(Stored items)
_ _ _ _
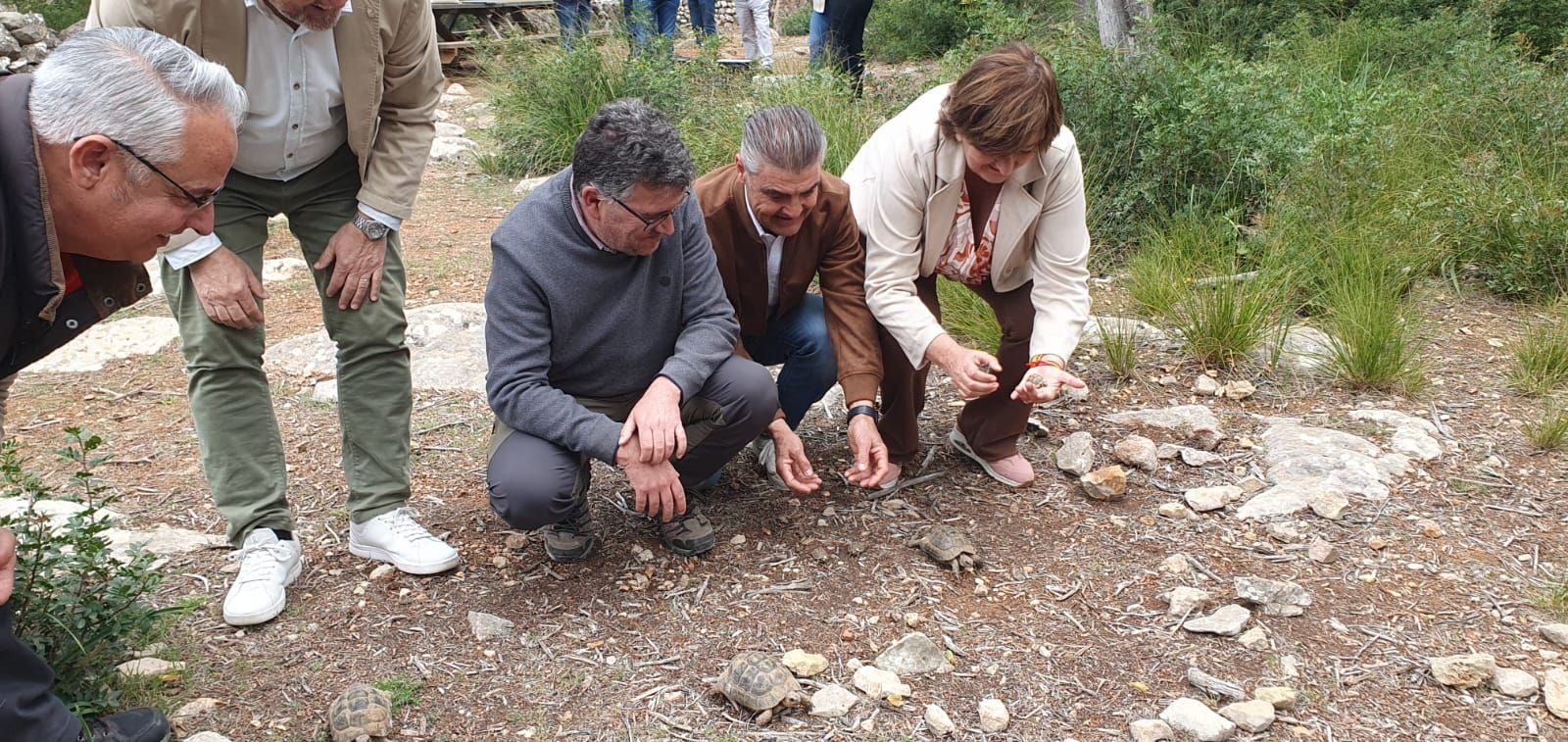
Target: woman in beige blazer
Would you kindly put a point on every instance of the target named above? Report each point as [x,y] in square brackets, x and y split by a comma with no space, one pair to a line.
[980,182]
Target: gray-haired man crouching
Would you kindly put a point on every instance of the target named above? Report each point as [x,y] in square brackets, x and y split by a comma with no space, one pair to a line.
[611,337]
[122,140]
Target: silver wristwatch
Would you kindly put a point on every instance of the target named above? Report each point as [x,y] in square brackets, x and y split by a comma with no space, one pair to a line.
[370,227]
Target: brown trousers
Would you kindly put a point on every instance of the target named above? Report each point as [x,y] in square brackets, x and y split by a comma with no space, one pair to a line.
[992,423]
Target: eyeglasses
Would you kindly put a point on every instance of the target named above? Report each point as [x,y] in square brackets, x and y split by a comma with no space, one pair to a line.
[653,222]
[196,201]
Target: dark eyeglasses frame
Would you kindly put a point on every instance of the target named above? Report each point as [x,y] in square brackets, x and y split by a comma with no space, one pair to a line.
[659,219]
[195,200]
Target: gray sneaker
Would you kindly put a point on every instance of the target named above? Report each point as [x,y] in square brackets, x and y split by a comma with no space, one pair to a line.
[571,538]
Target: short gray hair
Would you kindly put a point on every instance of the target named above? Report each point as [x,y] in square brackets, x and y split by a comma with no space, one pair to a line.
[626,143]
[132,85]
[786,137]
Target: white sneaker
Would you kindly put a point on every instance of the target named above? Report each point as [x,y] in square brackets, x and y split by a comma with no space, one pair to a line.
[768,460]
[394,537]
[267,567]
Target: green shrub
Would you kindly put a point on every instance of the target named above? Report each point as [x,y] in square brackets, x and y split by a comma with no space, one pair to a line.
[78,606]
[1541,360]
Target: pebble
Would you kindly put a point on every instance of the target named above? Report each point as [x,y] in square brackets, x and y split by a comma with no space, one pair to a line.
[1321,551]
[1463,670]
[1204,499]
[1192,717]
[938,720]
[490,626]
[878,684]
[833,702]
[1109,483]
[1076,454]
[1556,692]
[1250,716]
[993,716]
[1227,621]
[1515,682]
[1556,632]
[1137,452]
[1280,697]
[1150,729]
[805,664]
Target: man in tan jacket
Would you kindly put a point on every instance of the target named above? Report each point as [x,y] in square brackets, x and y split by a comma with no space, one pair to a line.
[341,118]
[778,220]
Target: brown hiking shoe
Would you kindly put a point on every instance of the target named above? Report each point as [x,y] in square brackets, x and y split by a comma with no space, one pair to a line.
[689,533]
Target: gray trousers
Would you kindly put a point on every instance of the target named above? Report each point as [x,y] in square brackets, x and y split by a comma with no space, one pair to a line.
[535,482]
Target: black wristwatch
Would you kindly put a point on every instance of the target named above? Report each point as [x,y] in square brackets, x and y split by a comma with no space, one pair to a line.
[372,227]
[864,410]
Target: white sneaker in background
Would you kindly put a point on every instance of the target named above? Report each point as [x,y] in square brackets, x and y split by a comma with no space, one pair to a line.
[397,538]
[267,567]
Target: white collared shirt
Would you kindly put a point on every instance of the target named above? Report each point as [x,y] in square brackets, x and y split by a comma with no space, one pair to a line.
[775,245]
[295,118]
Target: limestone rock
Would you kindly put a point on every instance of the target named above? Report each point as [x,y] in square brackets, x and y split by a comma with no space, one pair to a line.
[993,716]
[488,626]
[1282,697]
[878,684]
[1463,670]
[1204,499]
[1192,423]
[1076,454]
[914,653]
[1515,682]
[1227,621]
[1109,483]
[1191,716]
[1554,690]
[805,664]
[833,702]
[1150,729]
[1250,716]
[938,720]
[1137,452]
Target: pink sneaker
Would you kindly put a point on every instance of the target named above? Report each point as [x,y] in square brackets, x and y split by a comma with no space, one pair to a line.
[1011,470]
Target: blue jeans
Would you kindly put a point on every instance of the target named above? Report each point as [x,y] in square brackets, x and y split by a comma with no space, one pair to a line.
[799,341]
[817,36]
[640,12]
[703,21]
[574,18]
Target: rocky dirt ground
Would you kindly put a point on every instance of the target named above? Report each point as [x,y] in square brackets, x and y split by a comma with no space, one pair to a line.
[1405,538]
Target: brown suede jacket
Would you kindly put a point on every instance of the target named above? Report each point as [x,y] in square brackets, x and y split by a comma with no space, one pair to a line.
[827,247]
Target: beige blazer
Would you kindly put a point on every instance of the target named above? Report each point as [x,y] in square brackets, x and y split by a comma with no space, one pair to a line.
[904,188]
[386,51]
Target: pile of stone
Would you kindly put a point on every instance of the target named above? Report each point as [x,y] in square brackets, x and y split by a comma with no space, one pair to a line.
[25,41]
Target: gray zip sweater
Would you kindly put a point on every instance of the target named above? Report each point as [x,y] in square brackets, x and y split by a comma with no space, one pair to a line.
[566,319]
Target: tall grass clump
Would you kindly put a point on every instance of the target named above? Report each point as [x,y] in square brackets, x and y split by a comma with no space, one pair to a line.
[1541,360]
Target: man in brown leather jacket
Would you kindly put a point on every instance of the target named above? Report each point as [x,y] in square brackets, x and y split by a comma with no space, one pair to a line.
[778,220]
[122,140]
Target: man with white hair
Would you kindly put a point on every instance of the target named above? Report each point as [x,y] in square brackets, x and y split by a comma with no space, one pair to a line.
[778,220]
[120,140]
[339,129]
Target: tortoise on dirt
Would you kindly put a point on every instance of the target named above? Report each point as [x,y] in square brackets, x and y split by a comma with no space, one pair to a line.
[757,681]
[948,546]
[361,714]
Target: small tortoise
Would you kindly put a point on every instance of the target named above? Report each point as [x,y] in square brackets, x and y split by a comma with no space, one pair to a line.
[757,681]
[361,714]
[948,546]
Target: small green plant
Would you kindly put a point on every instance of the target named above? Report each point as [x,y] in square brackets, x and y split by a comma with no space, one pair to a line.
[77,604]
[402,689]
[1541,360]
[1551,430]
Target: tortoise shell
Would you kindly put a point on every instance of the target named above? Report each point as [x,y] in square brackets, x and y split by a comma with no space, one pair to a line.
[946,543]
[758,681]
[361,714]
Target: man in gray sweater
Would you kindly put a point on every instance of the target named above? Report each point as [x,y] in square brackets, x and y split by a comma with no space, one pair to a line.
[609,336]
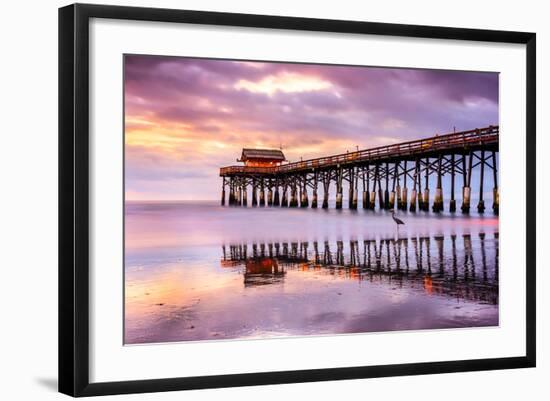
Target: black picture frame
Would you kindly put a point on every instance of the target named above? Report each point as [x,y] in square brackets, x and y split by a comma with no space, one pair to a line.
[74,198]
_ _ _ _
§ **Problem requirements**: Which lines above run from the one containing "Target: rocky dirt ground" to the one containing "Target: man in brown leather jacket"? Give them again exactly, both ends included.

§ **Task output**:
Target: rocky dirt ground
Would you kindly put a point on every instance of the target named above? Report each point as [x,y] in square brackets, x and y split by a comma with no space, one pair to a line.
[1405,538]
Target: brown suede jacket
Would you kindly put a point on every instance of the target named above? Report each point as [x,y] in square brackets, x and y split by a comma with no space, one pair to a line.
[827,247]
Target: beige blazer
Would you kindly put a point on every instance of the target named above? Report each point as [x,y] in square brackets, x and y split by a comma with no space, one pair to a line.
[904,188]
[386,51]
Target: pile of stone
Would you kindly put a point on every instance of the target named above? Report each point as [x,y] in square brackets, x and y split by a comma with no space, one pair to a line.
[25,41]
Target: gray zip sweater
Would you kindly put a point on every instance of the target named above? Report each point as [x,y] in square brackets, x and y split by a comma with no space, one pair to a line.
[566,319]
Target: tall grass clump
Would you kindly put a point on every instance of the target named above? Report each point as [x,y] in square brackets, x and y split by a comma with no space, one pair to a line.
[1541,360]
Target: man in brown leather jacket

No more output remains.